#### Recorded information:
==================================================
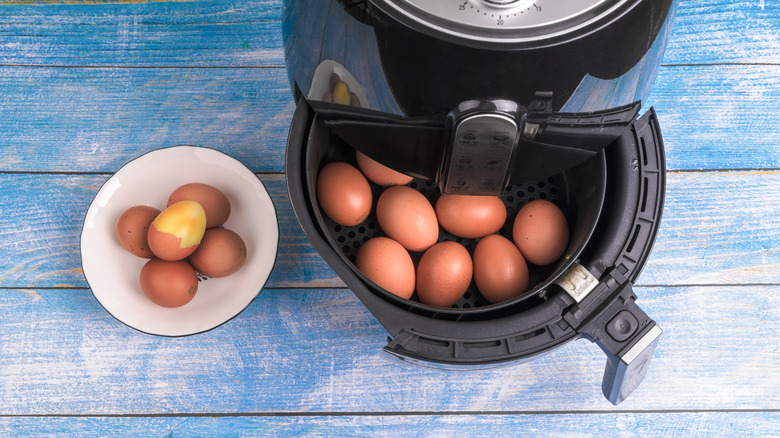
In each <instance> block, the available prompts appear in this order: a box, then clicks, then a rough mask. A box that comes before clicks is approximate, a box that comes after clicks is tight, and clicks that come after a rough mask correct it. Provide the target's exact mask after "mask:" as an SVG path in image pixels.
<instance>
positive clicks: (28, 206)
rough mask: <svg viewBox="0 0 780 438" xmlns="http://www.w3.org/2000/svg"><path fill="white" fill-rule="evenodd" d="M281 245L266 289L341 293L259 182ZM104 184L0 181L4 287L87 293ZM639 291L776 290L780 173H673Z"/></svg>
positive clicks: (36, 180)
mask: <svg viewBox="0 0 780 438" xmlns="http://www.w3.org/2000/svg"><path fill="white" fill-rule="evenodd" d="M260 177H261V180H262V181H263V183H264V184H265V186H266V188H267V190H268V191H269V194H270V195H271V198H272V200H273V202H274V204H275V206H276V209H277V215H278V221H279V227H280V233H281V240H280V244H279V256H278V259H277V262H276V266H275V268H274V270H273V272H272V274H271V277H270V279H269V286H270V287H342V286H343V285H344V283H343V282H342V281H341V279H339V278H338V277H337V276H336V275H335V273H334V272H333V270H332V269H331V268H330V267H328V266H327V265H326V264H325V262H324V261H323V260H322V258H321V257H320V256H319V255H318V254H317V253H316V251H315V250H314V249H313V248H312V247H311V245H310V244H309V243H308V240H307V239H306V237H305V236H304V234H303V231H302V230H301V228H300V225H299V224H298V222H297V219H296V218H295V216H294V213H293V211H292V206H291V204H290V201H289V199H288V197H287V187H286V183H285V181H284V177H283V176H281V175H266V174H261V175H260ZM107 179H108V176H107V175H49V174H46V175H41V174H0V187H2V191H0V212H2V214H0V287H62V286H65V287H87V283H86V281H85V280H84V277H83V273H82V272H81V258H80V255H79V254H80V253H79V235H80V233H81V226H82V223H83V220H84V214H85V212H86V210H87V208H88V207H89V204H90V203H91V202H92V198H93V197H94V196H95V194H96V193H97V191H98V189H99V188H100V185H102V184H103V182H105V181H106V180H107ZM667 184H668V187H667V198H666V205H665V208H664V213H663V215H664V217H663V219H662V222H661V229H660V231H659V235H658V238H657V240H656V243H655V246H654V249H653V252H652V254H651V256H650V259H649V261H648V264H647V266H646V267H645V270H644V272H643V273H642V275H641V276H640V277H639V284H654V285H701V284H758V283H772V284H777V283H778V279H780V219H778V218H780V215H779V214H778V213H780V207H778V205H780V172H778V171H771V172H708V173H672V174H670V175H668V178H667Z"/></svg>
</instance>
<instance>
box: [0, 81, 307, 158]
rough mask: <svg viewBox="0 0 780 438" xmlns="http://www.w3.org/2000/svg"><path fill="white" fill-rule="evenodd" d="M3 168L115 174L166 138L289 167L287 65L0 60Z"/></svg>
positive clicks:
==================================================
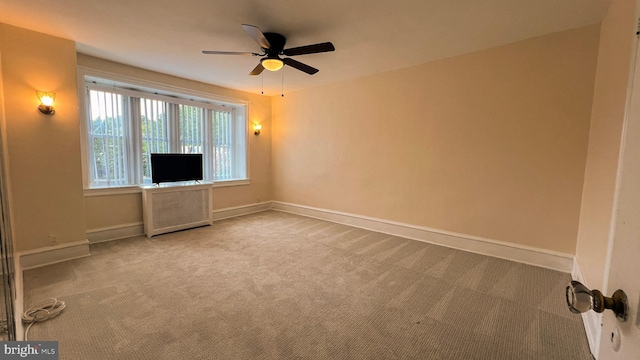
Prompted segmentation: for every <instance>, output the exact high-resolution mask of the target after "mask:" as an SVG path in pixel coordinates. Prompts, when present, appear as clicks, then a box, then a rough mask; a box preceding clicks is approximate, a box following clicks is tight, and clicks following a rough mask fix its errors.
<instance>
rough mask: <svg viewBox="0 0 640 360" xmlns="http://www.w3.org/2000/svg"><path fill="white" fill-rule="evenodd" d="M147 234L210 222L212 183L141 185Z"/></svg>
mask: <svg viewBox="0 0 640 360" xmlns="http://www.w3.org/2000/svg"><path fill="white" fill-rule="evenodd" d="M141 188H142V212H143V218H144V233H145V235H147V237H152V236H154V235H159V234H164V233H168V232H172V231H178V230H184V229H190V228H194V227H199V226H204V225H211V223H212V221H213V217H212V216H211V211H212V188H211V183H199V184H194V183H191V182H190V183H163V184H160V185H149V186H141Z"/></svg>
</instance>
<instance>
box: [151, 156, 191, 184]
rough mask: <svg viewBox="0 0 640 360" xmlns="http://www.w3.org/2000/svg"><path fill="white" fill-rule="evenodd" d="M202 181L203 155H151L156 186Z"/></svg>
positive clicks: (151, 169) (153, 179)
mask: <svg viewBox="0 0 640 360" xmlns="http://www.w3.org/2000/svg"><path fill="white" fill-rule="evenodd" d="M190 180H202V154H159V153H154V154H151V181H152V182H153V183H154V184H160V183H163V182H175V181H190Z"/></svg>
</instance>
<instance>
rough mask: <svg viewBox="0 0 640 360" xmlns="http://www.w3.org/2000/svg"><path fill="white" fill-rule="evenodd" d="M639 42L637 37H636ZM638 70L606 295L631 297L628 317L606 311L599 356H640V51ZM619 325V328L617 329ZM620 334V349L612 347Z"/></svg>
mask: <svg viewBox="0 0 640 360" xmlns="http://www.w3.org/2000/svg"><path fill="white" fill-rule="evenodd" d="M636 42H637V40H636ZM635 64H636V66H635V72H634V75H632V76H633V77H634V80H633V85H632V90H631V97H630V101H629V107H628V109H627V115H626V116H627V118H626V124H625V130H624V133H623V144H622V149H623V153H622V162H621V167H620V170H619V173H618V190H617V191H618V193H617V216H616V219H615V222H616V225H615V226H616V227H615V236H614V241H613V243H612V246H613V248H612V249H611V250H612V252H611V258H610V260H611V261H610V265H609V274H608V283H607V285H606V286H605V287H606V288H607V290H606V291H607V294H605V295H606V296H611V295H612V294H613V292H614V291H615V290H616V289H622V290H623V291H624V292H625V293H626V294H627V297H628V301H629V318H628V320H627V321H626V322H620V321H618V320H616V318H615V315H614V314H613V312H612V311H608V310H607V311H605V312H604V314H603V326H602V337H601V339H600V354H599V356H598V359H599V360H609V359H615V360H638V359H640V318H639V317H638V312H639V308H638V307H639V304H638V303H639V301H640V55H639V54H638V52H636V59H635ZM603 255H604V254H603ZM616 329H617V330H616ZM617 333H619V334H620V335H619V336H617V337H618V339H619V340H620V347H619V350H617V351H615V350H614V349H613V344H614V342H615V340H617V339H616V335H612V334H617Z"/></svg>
==================================================
#### Assignment:
In the listing above, locate the line containing "In each <instance>" and the line containing "245L266 289L341 293L259", then transcribe both and every line between them verbatim.

#### Output for this exercise:
In each <instance> block, the available prompts appear in this order: a box, then clicks, then a rough mask. A box that comes before clicks is approximate, a box that comes after clicks is tight, and clicks that come after a rough mask correct it. Provide the target's exact mask after "mask:" as an SVG path in image pixels.
<instance>
positive clicks: (28, 206)
rough mask: <svg viewBox="0 0 780 438" xmlns="http://www.w3.org/2000/svg"><path fill="white" fill-rule="evenodd" d="M281 245L266 289L341 293L259 182ZM104 184L0 181L4 287L87 293ZM639 291L776 290L780 173H673Z"/></svg>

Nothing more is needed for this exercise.